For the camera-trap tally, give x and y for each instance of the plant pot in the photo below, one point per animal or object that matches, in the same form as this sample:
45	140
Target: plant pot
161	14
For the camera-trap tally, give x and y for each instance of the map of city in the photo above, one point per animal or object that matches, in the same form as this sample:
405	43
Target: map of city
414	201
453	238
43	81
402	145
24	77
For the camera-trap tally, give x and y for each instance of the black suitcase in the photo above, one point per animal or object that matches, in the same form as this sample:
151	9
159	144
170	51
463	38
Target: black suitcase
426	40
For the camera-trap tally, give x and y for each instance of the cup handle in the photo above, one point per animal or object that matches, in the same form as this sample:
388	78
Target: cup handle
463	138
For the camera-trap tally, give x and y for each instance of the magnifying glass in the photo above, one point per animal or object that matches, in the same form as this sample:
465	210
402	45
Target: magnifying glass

--

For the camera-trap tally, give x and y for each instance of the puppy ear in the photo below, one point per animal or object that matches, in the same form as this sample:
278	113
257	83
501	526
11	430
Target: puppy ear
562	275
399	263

WRITTEN PROBLEM: Find every line in the items above that contains the string "glass", treating uppercase and lowercase as distinct, and copy each such line.

WORKED ANSWER:
For the camera-trap tally, give x and y for each instance of the magnifying glass in the photo above, one point per animal or object that matches, in the same form as this sample:
Target: magnifying glass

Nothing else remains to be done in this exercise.